- Opening Delimiter -
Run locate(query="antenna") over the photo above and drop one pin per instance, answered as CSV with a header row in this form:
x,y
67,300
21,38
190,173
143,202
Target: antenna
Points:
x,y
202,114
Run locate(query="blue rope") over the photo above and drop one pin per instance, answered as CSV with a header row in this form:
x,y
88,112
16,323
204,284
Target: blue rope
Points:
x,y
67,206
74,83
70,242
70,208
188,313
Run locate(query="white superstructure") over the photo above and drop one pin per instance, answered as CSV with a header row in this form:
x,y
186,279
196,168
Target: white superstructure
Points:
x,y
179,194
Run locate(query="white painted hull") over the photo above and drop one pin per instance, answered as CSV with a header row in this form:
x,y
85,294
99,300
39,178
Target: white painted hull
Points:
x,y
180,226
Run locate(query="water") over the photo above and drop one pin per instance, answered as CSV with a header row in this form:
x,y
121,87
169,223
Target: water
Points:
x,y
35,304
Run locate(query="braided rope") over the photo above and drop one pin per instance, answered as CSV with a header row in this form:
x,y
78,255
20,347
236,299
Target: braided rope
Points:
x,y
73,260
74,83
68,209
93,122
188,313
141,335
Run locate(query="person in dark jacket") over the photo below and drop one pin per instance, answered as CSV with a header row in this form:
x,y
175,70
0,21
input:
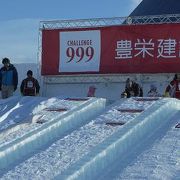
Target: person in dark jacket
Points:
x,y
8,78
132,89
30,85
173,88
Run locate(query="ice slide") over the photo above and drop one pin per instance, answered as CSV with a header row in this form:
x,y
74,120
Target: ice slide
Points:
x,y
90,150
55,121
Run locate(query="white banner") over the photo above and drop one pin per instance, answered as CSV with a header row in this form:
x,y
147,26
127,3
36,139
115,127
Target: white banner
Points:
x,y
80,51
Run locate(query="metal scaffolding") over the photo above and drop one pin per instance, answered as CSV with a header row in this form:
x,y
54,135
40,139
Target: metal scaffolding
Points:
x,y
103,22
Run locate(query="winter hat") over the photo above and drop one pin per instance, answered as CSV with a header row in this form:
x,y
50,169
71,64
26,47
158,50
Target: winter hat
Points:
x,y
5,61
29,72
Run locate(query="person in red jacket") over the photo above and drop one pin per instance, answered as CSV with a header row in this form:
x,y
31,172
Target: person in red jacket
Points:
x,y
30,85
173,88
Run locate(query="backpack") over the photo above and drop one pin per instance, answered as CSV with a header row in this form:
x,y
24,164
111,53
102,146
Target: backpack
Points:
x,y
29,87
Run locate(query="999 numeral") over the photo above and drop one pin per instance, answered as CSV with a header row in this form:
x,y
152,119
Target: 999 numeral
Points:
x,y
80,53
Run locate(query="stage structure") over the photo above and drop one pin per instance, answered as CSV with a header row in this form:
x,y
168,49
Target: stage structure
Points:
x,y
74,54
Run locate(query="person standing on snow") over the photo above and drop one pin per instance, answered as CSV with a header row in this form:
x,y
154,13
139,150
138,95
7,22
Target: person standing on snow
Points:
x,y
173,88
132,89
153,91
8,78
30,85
- Closing Delimiter -
- Opening Delimiter -
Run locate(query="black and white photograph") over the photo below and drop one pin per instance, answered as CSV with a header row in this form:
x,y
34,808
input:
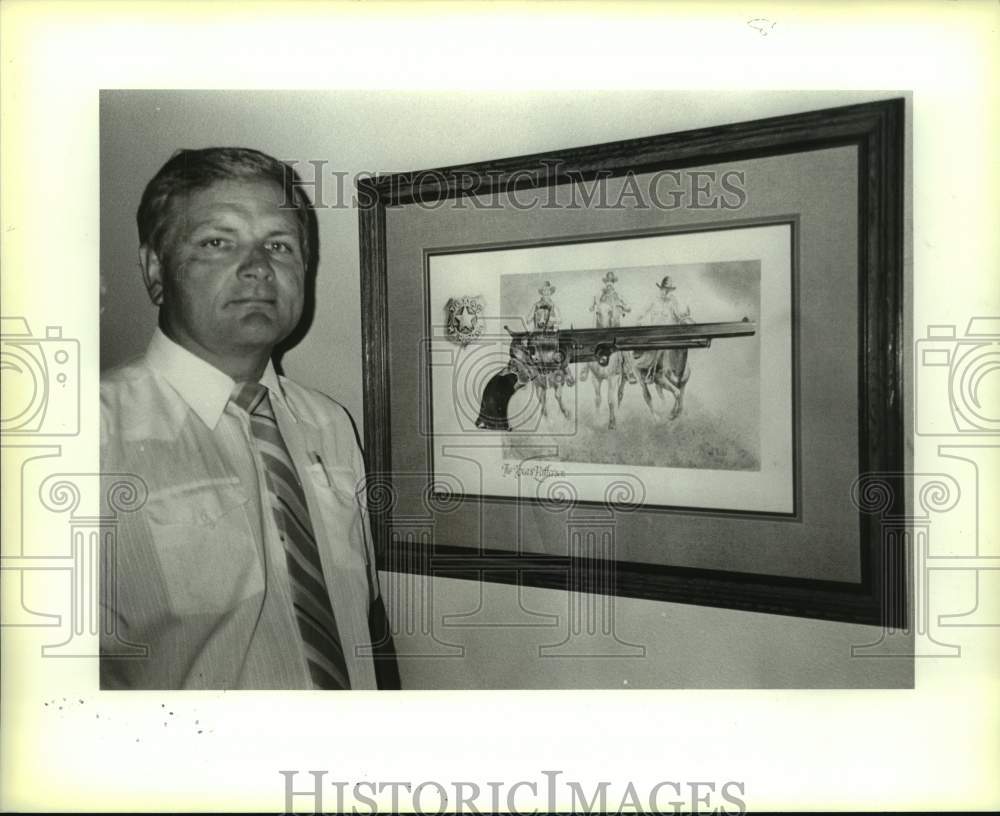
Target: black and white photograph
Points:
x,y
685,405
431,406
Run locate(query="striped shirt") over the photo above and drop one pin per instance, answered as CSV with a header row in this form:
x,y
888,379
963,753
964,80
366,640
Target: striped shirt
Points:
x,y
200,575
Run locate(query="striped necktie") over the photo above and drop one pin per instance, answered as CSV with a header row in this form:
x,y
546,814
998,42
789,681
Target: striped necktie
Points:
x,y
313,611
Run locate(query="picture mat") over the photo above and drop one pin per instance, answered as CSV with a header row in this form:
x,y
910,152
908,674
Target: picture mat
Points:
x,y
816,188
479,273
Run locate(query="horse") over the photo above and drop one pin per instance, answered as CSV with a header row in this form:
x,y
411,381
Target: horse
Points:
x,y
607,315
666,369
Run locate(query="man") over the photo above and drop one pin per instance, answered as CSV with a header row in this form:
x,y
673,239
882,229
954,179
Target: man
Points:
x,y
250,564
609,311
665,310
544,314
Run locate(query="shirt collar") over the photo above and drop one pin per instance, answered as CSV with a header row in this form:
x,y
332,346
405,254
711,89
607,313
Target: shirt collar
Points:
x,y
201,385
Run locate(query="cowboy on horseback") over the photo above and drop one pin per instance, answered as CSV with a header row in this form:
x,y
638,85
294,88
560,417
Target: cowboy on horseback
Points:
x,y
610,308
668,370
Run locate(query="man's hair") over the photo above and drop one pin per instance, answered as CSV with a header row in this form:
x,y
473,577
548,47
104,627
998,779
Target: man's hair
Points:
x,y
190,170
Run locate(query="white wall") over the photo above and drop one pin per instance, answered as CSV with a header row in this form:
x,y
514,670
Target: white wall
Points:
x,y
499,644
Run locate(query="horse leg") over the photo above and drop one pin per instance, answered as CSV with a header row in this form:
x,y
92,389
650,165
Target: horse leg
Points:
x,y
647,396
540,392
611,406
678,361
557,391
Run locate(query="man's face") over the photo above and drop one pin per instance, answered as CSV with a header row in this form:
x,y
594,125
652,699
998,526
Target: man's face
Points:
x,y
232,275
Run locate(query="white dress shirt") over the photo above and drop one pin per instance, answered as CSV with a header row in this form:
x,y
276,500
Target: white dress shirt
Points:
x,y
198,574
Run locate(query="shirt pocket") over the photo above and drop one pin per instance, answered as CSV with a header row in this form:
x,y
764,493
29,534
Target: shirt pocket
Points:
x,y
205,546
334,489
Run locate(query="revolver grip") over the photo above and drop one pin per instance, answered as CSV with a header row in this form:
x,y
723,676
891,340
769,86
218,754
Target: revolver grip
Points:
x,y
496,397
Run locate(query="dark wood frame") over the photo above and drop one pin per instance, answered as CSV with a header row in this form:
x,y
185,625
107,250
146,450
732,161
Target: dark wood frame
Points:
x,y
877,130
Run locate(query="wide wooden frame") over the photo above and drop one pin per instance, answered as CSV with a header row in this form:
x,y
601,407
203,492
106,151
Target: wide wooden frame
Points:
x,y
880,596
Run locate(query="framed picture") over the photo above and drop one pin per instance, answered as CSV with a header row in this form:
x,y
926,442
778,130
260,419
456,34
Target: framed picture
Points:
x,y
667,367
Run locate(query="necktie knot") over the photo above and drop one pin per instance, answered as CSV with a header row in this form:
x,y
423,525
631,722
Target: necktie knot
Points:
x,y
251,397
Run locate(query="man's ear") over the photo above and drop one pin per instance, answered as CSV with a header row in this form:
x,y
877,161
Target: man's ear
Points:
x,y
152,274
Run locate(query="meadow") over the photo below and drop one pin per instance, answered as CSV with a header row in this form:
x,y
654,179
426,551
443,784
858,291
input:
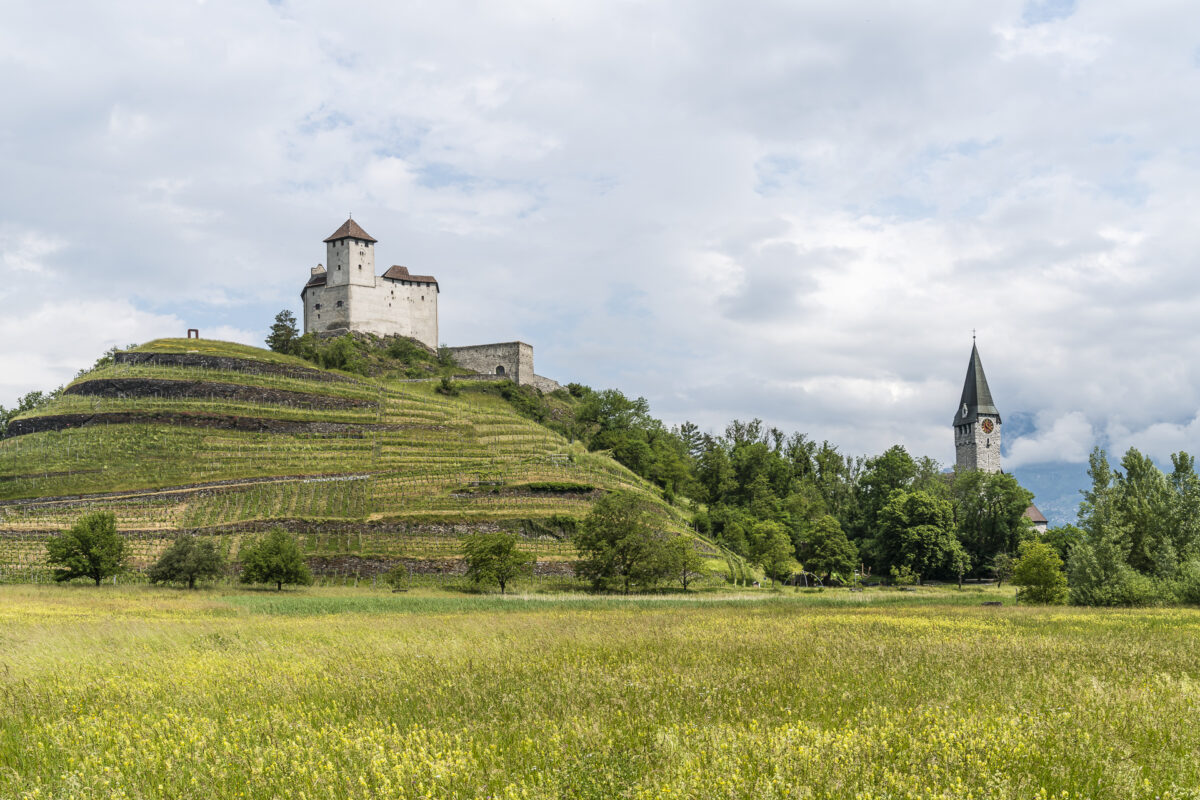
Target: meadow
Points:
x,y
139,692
- Closing Delimiter -
- Opening Delimiter -
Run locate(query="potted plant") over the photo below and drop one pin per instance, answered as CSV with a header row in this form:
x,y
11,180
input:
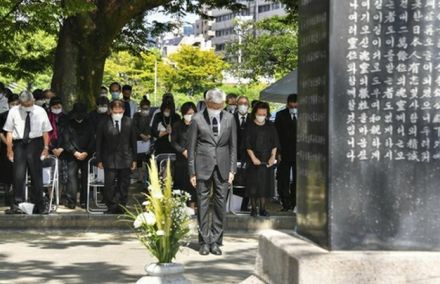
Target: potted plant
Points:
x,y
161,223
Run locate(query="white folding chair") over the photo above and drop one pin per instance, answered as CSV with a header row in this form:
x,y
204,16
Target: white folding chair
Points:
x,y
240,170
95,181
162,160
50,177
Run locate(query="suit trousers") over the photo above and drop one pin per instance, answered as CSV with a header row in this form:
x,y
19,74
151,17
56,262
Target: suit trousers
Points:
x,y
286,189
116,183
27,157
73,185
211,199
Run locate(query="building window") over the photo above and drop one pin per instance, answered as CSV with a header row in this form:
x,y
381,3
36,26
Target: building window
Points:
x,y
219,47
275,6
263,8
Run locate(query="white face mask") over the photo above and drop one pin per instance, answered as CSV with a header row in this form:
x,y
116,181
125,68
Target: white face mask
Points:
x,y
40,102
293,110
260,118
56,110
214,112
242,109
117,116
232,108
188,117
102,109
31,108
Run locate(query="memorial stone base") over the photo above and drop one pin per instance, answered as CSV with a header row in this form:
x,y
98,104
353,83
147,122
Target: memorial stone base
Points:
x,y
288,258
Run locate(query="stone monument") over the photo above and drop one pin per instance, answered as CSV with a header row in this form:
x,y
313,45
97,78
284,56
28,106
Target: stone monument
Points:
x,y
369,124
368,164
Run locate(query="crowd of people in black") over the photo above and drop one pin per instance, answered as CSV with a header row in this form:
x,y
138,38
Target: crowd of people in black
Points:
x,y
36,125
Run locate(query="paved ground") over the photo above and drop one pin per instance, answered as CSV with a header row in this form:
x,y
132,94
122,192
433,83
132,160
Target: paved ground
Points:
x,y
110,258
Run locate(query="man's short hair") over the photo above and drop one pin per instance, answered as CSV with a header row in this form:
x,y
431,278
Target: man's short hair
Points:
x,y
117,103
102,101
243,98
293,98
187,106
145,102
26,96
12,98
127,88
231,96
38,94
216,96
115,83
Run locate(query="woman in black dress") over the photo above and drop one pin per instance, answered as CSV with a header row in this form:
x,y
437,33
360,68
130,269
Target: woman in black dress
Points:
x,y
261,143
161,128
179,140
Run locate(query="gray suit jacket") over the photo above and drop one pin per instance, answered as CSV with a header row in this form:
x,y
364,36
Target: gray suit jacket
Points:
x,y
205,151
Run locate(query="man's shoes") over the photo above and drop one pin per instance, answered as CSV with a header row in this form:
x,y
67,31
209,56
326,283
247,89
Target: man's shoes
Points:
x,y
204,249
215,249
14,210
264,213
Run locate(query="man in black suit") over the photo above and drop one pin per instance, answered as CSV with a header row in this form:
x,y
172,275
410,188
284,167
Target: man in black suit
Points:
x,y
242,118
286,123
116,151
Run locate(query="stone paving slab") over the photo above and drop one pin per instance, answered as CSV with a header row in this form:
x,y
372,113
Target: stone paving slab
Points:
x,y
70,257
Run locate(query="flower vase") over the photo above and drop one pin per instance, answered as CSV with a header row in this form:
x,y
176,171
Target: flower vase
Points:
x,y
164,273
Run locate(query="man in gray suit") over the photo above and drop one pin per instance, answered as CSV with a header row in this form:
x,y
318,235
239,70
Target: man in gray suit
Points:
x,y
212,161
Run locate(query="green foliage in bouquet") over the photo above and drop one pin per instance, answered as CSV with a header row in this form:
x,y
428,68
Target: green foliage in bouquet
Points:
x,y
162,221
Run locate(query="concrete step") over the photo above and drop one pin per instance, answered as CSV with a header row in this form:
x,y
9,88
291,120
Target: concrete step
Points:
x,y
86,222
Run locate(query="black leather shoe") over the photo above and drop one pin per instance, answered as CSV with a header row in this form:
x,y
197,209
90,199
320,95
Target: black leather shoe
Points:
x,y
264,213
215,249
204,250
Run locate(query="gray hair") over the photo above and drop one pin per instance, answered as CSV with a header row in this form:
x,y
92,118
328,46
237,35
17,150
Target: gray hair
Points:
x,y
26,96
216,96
- Closing Delimiter -
# What is required
Each line of the data that contains "vase" belongs in the answer.

# Answer space
Run locate(query="flower vase") over the photo above and drop one pin per instance, answered as CSV with a header row in this form:
Target: flower vase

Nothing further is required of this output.